DIRECTIONS FOR THIS TASK: Reproduce the records below exactly, but leave their pictures out of the copy.

DATA RECORDS:
----

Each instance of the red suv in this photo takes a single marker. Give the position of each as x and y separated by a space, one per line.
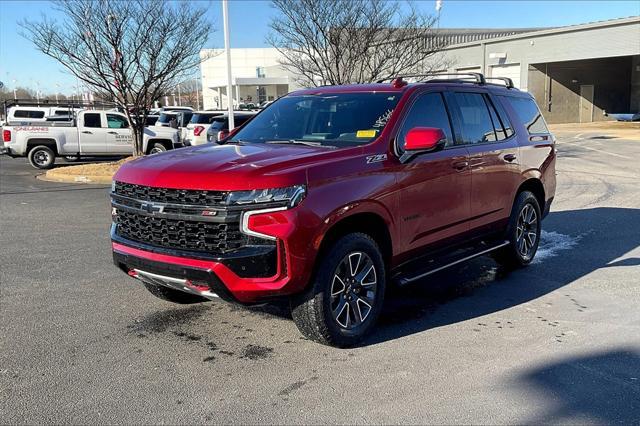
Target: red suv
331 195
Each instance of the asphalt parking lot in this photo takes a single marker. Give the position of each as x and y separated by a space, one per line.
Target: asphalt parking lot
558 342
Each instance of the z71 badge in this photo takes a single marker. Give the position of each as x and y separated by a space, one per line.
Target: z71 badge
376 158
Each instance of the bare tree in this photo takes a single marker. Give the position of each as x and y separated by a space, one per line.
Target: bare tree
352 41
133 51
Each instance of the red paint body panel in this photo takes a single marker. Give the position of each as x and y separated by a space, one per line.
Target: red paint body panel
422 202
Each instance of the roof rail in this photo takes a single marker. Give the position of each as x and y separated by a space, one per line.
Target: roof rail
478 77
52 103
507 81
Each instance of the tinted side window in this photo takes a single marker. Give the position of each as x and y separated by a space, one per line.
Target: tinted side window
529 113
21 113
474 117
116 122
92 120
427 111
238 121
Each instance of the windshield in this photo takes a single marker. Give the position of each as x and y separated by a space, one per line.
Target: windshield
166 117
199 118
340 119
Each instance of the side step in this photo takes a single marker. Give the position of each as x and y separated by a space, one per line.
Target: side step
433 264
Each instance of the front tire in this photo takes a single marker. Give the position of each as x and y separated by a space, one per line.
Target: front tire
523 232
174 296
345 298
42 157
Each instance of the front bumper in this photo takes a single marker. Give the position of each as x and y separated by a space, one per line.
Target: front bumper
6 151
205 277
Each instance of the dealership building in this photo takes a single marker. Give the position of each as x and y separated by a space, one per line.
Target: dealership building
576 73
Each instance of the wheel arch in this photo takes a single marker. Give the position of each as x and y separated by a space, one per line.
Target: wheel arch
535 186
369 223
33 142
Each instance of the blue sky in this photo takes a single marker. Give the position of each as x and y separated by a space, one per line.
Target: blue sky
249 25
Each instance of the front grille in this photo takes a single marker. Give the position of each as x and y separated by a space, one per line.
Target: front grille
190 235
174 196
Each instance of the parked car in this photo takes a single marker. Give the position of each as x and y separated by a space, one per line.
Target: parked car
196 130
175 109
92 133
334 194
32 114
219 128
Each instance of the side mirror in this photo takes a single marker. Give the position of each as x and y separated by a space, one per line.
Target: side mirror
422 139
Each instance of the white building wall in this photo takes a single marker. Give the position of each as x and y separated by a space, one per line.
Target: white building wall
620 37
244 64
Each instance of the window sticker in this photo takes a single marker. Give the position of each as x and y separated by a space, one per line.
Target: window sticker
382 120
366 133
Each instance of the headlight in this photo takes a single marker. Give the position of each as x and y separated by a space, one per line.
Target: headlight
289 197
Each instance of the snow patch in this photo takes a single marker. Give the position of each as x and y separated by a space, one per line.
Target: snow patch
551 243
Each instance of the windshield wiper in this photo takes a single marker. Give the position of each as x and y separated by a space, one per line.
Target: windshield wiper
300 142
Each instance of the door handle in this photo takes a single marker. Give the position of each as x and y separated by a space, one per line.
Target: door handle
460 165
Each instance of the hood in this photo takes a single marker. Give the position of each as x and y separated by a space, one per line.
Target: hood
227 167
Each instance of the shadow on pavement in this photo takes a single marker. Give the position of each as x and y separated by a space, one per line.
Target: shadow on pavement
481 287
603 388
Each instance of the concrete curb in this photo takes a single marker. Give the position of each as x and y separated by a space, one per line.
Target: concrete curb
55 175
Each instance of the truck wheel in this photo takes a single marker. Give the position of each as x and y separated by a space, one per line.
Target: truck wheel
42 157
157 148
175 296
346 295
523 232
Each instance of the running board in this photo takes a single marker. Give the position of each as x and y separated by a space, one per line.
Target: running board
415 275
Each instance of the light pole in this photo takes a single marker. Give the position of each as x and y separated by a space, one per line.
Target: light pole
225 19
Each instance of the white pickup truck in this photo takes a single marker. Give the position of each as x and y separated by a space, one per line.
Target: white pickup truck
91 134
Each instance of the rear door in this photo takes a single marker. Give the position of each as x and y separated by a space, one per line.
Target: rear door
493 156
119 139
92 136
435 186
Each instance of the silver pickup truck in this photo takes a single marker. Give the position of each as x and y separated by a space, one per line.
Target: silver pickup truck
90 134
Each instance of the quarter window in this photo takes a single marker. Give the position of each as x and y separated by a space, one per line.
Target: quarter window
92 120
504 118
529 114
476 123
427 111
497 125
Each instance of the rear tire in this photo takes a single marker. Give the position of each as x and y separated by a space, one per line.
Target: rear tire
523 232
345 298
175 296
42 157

----

SOLUTION TO THIS EXERCISE:
Each instance of the red suv in this photo takes a single marker. Give the position of each as x and y separated by a space, one per line.
Target: red suv
331 195
Each instance of the asphalt parking lot in this photo takes a single marker. Give the position of each as x and y separated by a space, one per line.
Target: asphalt parking lot
558 342
Each instance of the z71 badge in this photo takes a single marker. Give the position of each as x and y separated by a space, one per line.
Target: z71 badge
376 158
Each instance of the bare tree in this photo takes a single marker. Give the position of each as x and y separated by a space, one per line.
Target: bare tree
352 41
133 51
Each instance of the red paint body panel in this photo takes a single marker. Give the position of each as x and y separated by a space, one per line.
Target: red paint body panel
422 202
Each instance of the roof rail in this photo takes a single marker. Give the position of each as x and y separated by a space, one per line.
Target: roof rail
478 77
52 103
507 81
Each instance of the tinted side window in this photo takes a single marker. Give the position of each as x and y separated by a space, one per line.
Target: tinted side window
529 113
21 113
474 117
116 122
92 120
427 111
238 121
Each instance of the windshield in this photo takes a single marker. Give the position of each as x and y separated by a space, one per line.
Target: windshield
166 117
199 118
340 119
Each instance of the side step in this photo takes a single marker. Give the position of each as x and y separated by a space, one per line.
Target: side step
433 264
Each instance of the front tire in this photo takes a single marker. Give the position of each as x and y separated by a space, one per line.
Target: front tire
523 232
174 296
345 298
42 157
Each instance of the front bumper in this photo takes a single marker. Give the position of each as x and y separated by a space, one per line.
Target: front bumper
6 151
205 277
Each instance of the dealership building in this photo takes a single marker. Give the position of each as x and y separated by a space, one per line.
Target: dealership building
576 73
Each instance of the wheel arch in this photo takes a single marker. Give the position of each as x and y separated by a space, one per line.
Target: wheel arch
535 186
369 223
33 142
Each instance of the blue sky in this photo takes a single marker. Give the position of each as x and y separated by a space, one per line.
Target: blue sky
249 25
Each instance of the front grille in this photo takes a single marker. Give the position of each as x and y separated by a space, one per line.
Target: front grille
190 235
174 196
Each instance of the parked car in this photo takes a single marker. Give the position of each as x and y separated by a space, one per line.
Target: parked car
196 130
175 109
92 133
334 194
32 114
219 128
Each instance of the side mirror in this photo takes a single marker. Give the position of each as x and y separated by a space, one per line.
Target: side mirror
422 139
Each instance of the white building wall in this photo takes a single marker. Give the position of each as x and y separated by a space, one per line.
Target: white building wall
620 37
244 64
Each instance of the window sticker in this photo takes a single marker. Give the position of each as x and y separated by a space, one per line.
Target: window sticker
382 120
366 133
Each instance of the headlight in this photo takes a single marker. Give the position of each as x and y separated by a space, one per line.
Target: headlight
289 197
Each instance of the snow patch in this photo takes a single marker. Give the position of each as x and y separated by a space, one per line.
Target: snow patch
551 243
Each instance of the windshield wiper in this photo takes a single marker. Give the position of each as x and y separated by a space, one per line.
Target: windshield wiper
300 142
Each instance of the door handle in this photo takes a single marker. Give the position of each as x and y separated by a space, one per line.
Target: door handle
460 165
Each instance of the hood in this photo takes a single marker. Give the position of each as x and y separated by a space, one per line.
Target: hood
227 167
Each instance of the shadow on pavement in this photo takes a single marker. Give the position of each as x and y separated by a space, one per line.
Target: shadow on pavement
481 287
603 388
Each instance of the concrete curb in this photo takes a single marker. Give the position of each as x and y separated by a space, one per line.
Target: concrete curb
55 175
Each instance of the truck wheel in this photo takes a single marker. Give the position of each as x and y separated by a space, one per line.
Target: truck wheel
42 157
157 148
175 296
346 295
523 232
Each instance of the running board in this photo takes a single marker. Give the position of each as x and y separated by a space, one per line.
Target: running board
415 275
Each instance of the light pole in this photo takes a single marker. Give the position of each as x and y separated by a space, one per line.
Target: light pole
225 19
Each instance of the white pickup truck in this photo takes a single marker. Give the position of each as x and y separated by a space, one per line.
Target: white pickup truck
91 134
Each instance of the rear door in this photo takes a single marker. Give the position of each as x and y separated by a space, one per line.
Target: rear door
493 156
119 139
92 136
435 186
Each instance of the silver pickup truck in this photo takes a single marker. Give the position of each as x and y separated by a space, one per line.
Target: silver pickup truck
90 134
Each instance of the quarter window in this photo takes a single marker. Give the position of each as x and y separated by a space, one per line.
Target: quarter window
92 120
504 118
529 114
476 123
427 111
497 125
Each instance of the rear tire in this photo takes a single marker. Give the position of each as x and y separated by a space, one per line.
Target: rear tire
523 232
345 298
175 296
42 157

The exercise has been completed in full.